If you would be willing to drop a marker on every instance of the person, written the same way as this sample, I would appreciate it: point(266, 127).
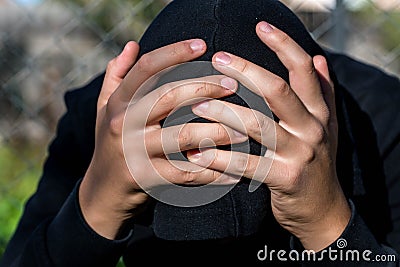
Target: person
point(329, 184)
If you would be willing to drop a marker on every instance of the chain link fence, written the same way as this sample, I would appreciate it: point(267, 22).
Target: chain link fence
point(50, 46)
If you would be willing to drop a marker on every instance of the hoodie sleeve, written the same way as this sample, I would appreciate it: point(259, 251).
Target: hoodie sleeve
point(357, 246)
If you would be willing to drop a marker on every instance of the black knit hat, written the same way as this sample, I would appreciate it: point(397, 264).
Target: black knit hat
point(225, 25)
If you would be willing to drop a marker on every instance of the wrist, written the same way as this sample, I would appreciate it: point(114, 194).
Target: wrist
point(323, 232)
point(105, 211)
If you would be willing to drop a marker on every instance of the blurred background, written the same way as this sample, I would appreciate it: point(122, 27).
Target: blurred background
point(50, 46)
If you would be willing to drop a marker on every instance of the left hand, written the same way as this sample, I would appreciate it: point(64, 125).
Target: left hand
point(306, 196)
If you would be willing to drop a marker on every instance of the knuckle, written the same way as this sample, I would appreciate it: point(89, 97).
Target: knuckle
point(115, 125)
point(281, 88)
point(280, 37)
point(308, 154)
point(294, 174)
point(145, 63)
point(240, 164)
point(259, 125)
point(110, 65)
point(318, 134)
point(307, 63)
point(220, 134)
point(243, 66)
point(189, 177)
point(167, 98)
point(185, 138)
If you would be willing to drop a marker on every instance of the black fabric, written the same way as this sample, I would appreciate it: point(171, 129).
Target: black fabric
point(368, 132)
point(225, 26)
point(374, 119)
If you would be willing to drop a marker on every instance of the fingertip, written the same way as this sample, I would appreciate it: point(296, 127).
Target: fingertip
point(319, 61)
point(321, 65)
point(265, 27)
point(130, 49)
point(197, 45)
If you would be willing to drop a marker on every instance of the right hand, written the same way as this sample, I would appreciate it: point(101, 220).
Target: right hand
point(109, 195)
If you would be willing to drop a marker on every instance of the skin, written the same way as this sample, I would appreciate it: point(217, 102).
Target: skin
point(306, 196)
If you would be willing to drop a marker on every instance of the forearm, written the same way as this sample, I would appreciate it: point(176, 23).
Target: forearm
point(356, 246)
point(67, 240)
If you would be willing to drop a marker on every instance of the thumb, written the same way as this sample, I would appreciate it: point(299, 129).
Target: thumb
point(117, 68)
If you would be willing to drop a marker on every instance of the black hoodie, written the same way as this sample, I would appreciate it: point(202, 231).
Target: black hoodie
point(239, 226)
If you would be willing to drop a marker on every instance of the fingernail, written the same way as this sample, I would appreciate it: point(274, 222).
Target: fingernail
point(201, 107)
point(197, 45)
point(229, 83)
point(195, 156)
point(238, 135)
point(266, 27)
point(223, 59)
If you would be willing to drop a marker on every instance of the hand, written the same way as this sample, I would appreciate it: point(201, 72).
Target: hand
point(109, 195)
point(306, 196)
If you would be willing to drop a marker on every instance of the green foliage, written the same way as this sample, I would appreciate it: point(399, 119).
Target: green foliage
point(20, 168)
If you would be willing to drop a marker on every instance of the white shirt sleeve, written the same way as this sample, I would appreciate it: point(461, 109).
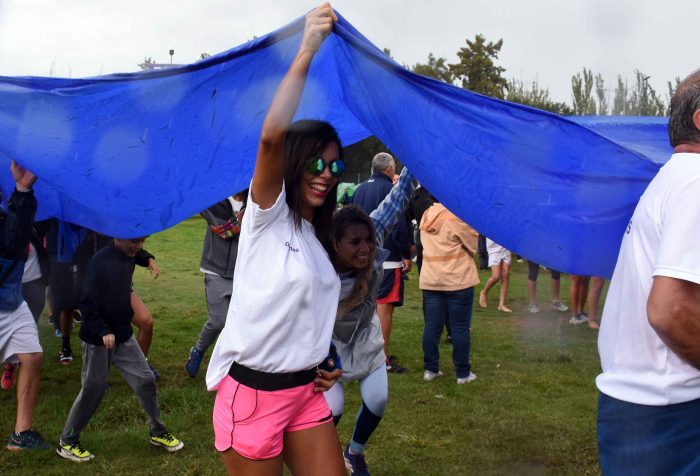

******************************

__Your objective__.
Looking at the data above, return every line from the one with "it: point(397, 264)." down to the one with "it: point(89, 97).", exactly and inclusively.

__Output__.
If you would be willing to drop a marker on every instance of the black knit hat, written the same way as this sample, I would appreciate it: point(397, 264).
Target: black knit hat
point(225, 25)
If you would be willing to drop a marker on every instance of the wrist, written the same way as this sample, I would appreciate it: point(114, 194).
Target: wrist
point(323, 232)
point(105, 211)
If you would be willing to drop a marker on every instance of the blurred background, written the same way as this sample, I would appreciate it: point(122, 27).
Target: blurred background
point(50, 46)
If you would be willing to drop a marker on every instance of the left hand, written the same way as this sample, I would appreciate it: point(64, 125).
Target: left hand
point(306, 196)
If you would be willing to drop a marker on every instance of the knuckle, written the same way as this sample, I would appreciate it: point(89, 97).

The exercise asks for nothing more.